→ **THE PROBLEM**
Can you reproduce the listing below line for line, without changing anything but leaving out the pictures?

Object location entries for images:
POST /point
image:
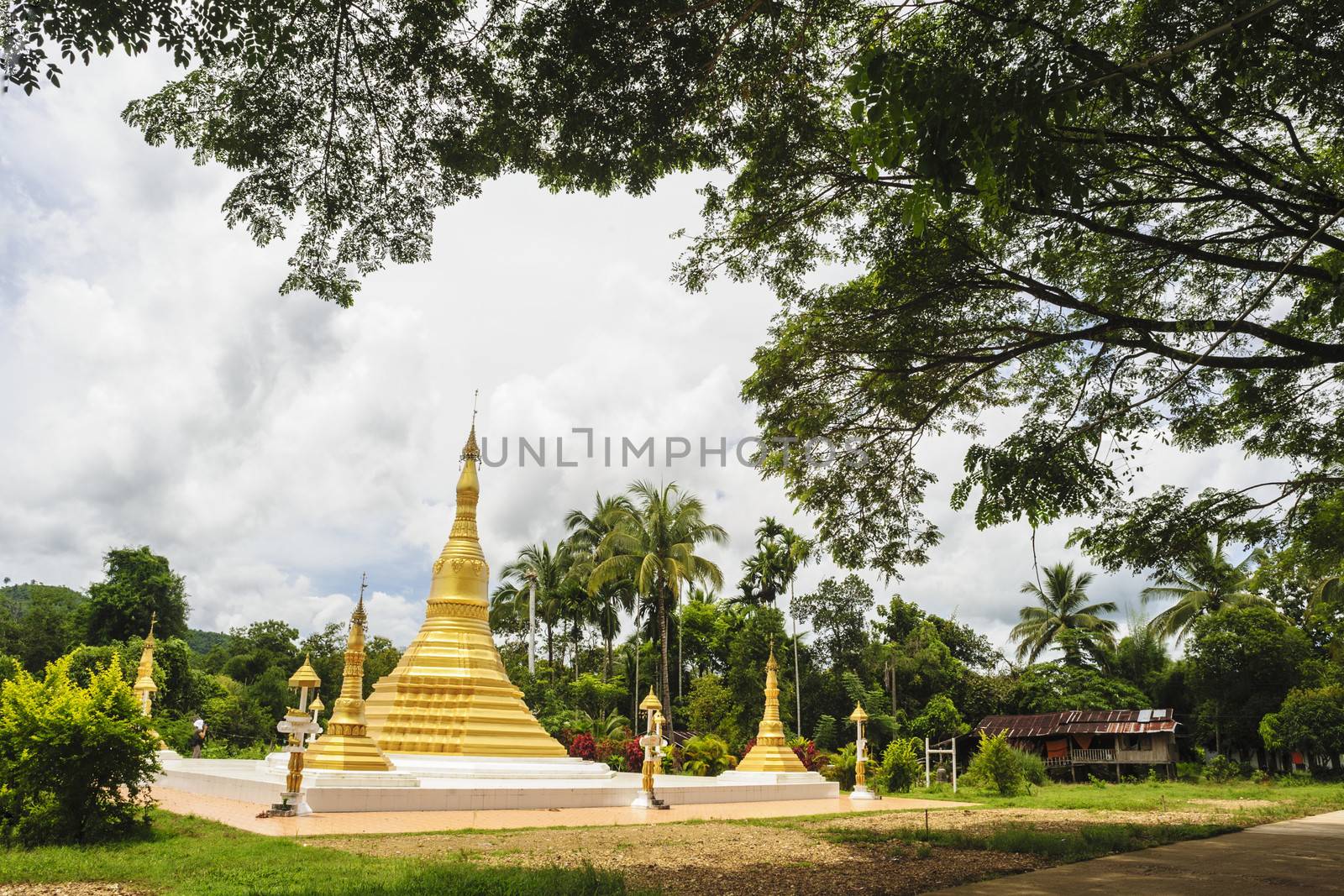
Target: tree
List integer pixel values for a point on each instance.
(544, 570)
(77, 761)
(1242, 661)
(837, 610)
(586, 533)
(1205, 582)
(1052, 687)
(1063, 618)
(1120, 219)
(1310, 721)
(139, 584)
(654, 544)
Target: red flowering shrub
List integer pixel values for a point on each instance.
(633, 755)
(612, 752)
(582, 746)
(808, 755)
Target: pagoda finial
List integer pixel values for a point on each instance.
(470, 452)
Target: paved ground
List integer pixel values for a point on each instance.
(1304, 856)
(241, 815)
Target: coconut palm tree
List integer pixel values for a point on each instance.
(1206, 582)
(654, 544)
(586, 533)
(544, 570)
(1063, 617)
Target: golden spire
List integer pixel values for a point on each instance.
(772, 752)
(347, 746)
(449, 694)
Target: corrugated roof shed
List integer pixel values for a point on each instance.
(1081, 721)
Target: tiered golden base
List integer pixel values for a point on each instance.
(449, 694)
(770, 758)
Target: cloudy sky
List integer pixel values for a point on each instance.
(156, 390)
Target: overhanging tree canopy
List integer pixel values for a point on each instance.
(1121, 219)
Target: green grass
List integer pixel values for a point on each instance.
(1088, 841)
(1288, 801)
(190, 856)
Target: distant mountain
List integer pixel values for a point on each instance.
(19, 598)
(203, 642)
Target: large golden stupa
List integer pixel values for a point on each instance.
(449, 694)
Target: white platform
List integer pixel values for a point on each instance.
(403, 790)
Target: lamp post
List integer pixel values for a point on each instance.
(860, 755)
(299, 728)
(652, 743)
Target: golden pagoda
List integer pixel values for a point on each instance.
(449, 694)
(770, 752)
(347, 746)
(145, 687)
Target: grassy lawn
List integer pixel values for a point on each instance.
(183, 855)
(1260, 802)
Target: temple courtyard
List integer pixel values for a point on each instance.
(1178, 839)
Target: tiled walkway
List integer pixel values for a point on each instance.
(244, 815)
(1303, 856)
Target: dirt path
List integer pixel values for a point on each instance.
(1303, 856)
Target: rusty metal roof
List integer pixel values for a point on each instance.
(1081, 721)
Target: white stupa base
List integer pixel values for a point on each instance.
(571, 783)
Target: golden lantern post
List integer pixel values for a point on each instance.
(145, 687)
(652, 743)
(297, 726)
(860, 755)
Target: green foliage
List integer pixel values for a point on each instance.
(711, 711)
(1310, 721)
(826, 732)
(139, 584)
(76, 761)
(1063, 618)
(996, 765)
(1242, 661)
(1052, 687)
(840, 766)
(706, 755)
(837, 610)
(938, 720)
(1221, 770)
(1032, 768)
(900, 766)
(187, 856)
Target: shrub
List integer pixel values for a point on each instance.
(633, 755)
(996, 766)
(1221, 770)
(808, 754)
(706, 757)
(900, 766)
(1032, 768)
(840, 768)
(582, 746)
(76, 762)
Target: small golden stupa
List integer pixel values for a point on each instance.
(347, 746)
(449, 694)
(145, 687)
(770, 752)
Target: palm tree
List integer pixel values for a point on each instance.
(1206, 582)
(1063, 617)
(652, 543)
(546, 571)
(799, 553)
(586, 533)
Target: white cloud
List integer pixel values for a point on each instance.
(159, 391)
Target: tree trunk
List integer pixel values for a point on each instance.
(663, 663)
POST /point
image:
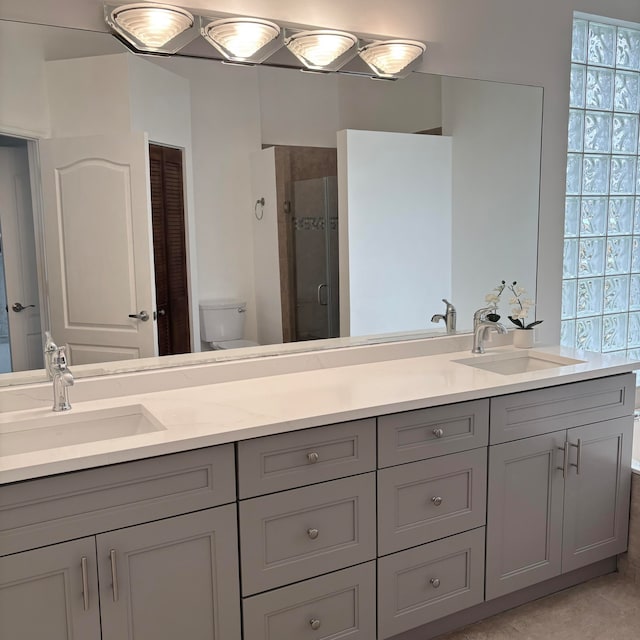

→ **ANSWER TO THIS EXERCISE**
POST /point
image:
Target: tree
List integer pixel values for a point on each instance.
(544, 570)
(77, 761)
(1242, 661)
(837, 610)
(586, 533)
(1205, 582)
(1052, 687)
(1063, 618)
(1120, 219)
(1310, 721)
(139, 584)
(654, 544)
Target: red flowering shrub
List integer pixel values for a point on each instance.
(633, 755)
(612, 752)
(582, 746)
(808, 755)
Target: pagoda finial
List integer pixel values for a point on each instance.
(470, 452)
Target: paved ground
List integer pixel values for a point on each instance.
(1304, 856)
(241, 815)
Target: coconut palm tree
List integer pixel values for a point on each instance.
(1206, 582)
(654, 544)
(586, 533)
(544, 570)
(1063, 617)
Target: golden spire
List integer pixel values for a point on each instance.
(772, 752)
(347, 746)
(449, 694)
Target: corrugated roof shed
List integer pixel values for a point on each instance.
(1081, 721)
Target: tiered golden base
List integer pixel values for a point on each instance.
(449, 694)
(770, 758)
Target: cloudy sky
List integer pixel values for a point on each instance.
(156, 390)
Target: overhanging tree canopy
List integer pixel values for a point on each instance.
(1121, 219)
Target: green grass
List integer pixel values for a point on each instance.
(1088, 841)
(1288, 801)
(190, 856)
Target: distant mountain
List integer pixel values for a point on each instance.
(19, 598)
(203, 642)
Target: large golden stupa
List integer pixel values for a point on each instance.
(449, 694)
Target: white platform
List integer pixel values for a point on each instance.
(403, 790)
Target: lamp post
List integer pixel values for a point on each instance.
(860, 755)
(299, 728)
(652, 743)
Target: golden pagoda
List integer pixel values for a point on each instance.
(449, 694)
(770, 752)
(347, 746)
(145, 687)
Target: grassy lawn
List integer pixel values for a point on each instance.
(183, 855)
(1260, 802)
Target: temple courtyard
List integer pixel values for a point on each instance.
(1178, 839)
Target: tiled walkway
List integer pixel values for a point on each instance.
(244, 815)
(1303, 856)
Target: dirt path
List integer pixel values for a point on each instance.
(1303, 856)
Target: rusty metal roof
List integer pixel values for a point on each instance.
(1081, 721)
Target: white stupa base
List integer pixel values for a point on each instance.
(571, 783)
Target: golden lantern post
List integer pixel values for a point on each instance.
(145, 687)
(652, 743)
(297, 726)
(860, 755)
Target: green foliage
List integer pixel values for a point on each instance.
(711, 711)
(1310, 721)
(826, 732)
(139, 584)
(76, 761)
(1063, 618)
(996, 765)
(1242, 661)
(1052, 687)
(840, 766)
(706, 755)
(837, 610)
(938, 720)
(1221, 770)
(1032, 768)
(900, 766)
(187, 856)
Target: shrub
List integer pixel values for a point on each instance.
(633, 755)
(996, 766)
(1221, 770)
(808, 754)
(706, 757)
(900, 766)
(1032, 768)
(840, 768)
(582, 746)
(76, 762)
Target: small golden stupa
List integer pixel values for a point on each instance.
(347, 746)
(449, 694)
(145, 687)
(770, 752)
Target: palm tree
List integer pixel values for a point on each instance.
(1206, 582)
(1063, 617)
(652, 543)
(546, 571)
(799, 553)
(586, 533)
Target: white cloud
List integer pixel values for a point on each instance.
(159, 391)
Target: tree trunk
List integer pixel values for a point on each instance.
(663, 663)
POST /point
image:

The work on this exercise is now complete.